::: Excerpted passage :::
Discovery Server

Robot Setup

• galactic
• humble
• jazzy

• Warning

  ROS 2 Galactic is no longer supported. Please consider upgrading to a newer release

  Warning

  The Turtlebot 4 discovery server Galactic implementation does not support more than one robot in the system. Please upgrade to Humble.

  Create® 3

  The Create® 3 needs to be updated to the latest firmware, have its Wi-Fi disabled, and be configured to use the Raspberry Pi as the discovery server over the USB-C connection.

  Setup instructions:

  • Update to the latest firmware using the webserver.
  • Once updated, perform a factory reset to disconnect the Create® 3 from any Wi-Fi networks.
  • On the webserver, go to Application -> Configuration. Save the following settings:

  

  Raspberry Pi

  The Raspberry Pi needs to enable IP forwarding, configure itself as the discovery server, and reinstall the TurtleBot 4 upstart job with the new configuration. Environment variables will now be declared in /etc/turtlebot4_discovery/setup.bash, such that both the terminal and upstart environment will have the same configurations.
::: Task inputs :::
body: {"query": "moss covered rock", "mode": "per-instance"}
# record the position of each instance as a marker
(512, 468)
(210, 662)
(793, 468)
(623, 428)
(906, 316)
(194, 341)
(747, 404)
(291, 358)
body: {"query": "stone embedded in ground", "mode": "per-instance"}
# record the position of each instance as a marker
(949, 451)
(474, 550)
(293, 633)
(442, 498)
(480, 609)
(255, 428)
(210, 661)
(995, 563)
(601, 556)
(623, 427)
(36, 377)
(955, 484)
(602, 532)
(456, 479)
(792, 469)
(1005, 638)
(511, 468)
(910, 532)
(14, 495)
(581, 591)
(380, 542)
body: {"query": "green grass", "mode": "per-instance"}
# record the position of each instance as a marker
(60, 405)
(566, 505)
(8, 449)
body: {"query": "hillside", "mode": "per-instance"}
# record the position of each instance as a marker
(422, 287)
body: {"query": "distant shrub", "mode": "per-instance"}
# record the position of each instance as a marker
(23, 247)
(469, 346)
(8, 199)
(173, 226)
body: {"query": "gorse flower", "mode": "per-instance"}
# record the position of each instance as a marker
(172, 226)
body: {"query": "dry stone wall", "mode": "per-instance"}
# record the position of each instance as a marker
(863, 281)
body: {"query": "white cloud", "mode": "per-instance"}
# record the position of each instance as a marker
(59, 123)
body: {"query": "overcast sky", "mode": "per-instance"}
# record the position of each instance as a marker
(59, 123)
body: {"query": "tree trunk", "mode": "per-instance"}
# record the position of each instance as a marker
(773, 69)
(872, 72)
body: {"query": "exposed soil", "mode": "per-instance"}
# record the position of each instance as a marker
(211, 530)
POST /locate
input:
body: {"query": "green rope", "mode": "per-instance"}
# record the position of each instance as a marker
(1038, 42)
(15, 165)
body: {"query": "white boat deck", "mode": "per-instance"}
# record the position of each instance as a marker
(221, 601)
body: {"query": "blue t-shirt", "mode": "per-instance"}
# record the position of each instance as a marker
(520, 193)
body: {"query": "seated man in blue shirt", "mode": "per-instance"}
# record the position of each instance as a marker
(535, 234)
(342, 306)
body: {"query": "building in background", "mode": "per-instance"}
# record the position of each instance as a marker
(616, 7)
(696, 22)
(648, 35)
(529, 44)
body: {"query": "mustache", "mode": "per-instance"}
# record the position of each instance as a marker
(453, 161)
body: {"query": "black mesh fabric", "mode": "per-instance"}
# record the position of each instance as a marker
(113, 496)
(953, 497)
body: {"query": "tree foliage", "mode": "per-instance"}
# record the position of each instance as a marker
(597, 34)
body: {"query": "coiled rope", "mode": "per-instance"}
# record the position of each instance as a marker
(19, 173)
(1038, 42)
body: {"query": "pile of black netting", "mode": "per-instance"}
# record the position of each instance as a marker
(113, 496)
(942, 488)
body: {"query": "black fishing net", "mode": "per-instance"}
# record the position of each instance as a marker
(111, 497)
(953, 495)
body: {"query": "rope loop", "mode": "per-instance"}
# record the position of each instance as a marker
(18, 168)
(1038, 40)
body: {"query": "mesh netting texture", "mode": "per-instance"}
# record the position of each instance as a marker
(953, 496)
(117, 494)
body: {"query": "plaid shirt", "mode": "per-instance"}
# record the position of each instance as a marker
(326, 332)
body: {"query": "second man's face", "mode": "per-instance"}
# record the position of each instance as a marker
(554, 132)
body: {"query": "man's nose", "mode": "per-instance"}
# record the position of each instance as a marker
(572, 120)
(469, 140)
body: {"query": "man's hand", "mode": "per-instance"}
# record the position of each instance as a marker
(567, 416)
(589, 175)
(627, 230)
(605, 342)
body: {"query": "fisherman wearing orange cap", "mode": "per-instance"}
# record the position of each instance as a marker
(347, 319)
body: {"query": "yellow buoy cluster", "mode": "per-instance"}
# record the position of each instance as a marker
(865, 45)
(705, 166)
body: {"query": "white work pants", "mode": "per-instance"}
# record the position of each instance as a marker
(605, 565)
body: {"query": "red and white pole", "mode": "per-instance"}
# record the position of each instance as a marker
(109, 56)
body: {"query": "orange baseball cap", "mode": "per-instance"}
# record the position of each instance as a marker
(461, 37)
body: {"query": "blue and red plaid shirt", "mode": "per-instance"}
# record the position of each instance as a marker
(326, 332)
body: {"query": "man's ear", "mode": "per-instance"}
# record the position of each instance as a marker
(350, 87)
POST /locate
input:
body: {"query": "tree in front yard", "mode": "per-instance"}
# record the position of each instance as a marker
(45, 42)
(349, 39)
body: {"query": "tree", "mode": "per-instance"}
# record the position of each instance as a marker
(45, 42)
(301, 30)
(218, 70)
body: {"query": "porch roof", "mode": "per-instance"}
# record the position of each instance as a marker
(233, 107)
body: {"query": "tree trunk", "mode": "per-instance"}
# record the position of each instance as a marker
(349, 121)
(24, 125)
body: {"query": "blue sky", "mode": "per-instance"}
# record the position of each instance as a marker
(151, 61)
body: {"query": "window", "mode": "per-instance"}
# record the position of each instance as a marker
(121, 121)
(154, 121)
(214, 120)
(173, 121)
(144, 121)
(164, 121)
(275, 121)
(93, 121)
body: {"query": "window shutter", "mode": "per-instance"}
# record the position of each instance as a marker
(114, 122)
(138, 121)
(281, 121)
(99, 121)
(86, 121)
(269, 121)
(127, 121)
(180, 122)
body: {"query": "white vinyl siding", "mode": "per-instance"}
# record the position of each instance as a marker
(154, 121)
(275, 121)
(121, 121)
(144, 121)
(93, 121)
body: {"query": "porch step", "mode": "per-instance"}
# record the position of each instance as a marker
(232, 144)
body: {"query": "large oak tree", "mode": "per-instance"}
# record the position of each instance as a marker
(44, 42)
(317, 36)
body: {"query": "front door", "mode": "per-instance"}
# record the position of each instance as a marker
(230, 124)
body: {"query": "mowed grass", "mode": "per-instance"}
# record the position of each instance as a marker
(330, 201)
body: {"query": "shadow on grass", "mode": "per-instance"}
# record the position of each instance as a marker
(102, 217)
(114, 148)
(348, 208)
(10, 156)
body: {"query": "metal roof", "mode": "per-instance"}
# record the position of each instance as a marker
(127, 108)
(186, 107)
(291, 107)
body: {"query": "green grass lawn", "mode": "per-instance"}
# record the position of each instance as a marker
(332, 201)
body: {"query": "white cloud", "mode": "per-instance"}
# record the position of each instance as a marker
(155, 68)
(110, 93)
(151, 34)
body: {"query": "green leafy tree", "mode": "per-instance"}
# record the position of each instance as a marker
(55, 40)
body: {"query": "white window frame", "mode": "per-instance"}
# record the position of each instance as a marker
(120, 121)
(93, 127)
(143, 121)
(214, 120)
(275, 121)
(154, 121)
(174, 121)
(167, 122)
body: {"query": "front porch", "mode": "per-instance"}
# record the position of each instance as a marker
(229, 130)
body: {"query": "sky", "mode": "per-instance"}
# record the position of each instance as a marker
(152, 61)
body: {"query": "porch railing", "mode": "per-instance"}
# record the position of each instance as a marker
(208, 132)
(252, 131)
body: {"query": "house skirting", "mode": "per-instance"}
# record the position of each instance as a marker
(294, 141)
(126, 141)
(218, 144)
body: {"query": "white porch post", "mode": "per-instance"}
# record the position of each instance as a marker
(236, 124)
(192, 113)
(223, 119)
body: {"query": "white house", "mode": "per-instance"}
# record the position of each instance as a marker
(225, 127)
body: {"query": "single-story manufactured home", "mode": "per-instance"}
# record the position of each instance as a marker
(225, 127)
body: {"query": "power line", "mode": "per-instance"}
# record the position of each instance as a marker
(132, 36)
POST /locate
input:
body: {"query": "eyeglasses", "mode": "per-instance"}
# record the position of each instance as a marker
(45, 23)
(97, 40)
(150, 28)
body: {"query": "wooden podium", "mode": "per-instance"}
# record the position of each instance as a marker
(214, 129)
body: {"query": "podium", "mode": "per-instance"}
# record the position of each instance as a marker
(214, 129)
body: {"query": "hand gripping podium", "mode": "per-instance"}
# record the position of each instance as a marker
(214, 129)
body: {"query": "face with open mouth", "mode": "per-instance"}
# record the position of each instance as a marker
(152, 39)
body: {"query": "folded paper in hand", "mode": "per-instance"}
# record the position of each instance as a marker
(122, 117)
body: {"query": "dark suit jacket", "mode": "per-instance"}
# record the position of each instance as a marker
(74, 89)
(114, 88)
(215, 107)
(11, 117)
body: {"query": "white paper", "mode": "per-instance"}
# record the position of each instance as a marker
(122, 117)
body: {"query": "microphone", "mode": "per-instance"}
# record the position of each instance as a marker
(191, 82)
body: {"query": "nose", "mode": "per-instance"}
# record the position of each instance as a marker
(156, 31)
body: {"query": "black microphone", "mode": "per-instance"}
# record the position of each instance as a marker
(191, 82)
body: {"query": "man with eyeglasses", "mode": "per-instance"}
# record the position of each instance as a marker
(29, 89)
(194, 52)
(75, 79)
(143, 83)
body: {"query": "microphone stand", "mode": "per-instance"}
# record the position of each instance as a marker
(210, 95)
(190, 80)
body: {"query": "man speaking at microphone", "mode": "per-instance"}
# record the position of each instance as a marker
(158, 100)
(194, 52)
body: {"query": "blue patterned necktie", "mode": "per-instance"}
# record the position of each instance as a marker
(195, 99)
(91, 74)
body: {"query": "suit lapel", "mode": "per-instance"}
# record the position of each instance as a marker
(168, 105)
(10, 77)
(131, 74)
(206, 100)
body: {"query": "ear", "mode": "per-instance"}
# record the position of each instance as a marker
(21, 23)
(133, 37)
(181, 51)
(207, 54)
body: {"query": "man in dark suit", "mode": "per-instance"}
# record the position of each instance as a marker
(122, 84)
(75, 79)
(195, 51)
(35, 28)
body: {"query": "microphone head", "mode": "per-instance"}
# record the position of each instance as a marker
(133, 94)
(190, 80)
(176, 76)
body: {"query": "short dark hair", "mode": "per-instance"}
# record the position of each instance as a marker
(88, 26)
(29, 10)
:::
**Actions to take**
[1] In the discovery server page, turn the paragraph beginning "The Raspberry Pi needs to enable IP forwarding" into a short bulleted list that keeps its main facts.
[2] Pick out each line of the records that contains the string "hand", and copy those lines.

**Expected outputs**
[1]
The Raspberry Pi must:
- enable IP forwarding
- configure itself as the discovery server
- reinstall the TurtleBot 4 upstart job with the new configuration

Environment variables are now declared in /etc/turtlebot4_discovery/setup.bash, so the terminal and the upstart environment share the same configurations.

[2]
body: {"query": "man's hand", "mode": "per-instance"}
body: {"query": "hand gripping podium", "mode": "per-instance"}
body: {"query": "folded paper in hand", "mode": "per-instance"}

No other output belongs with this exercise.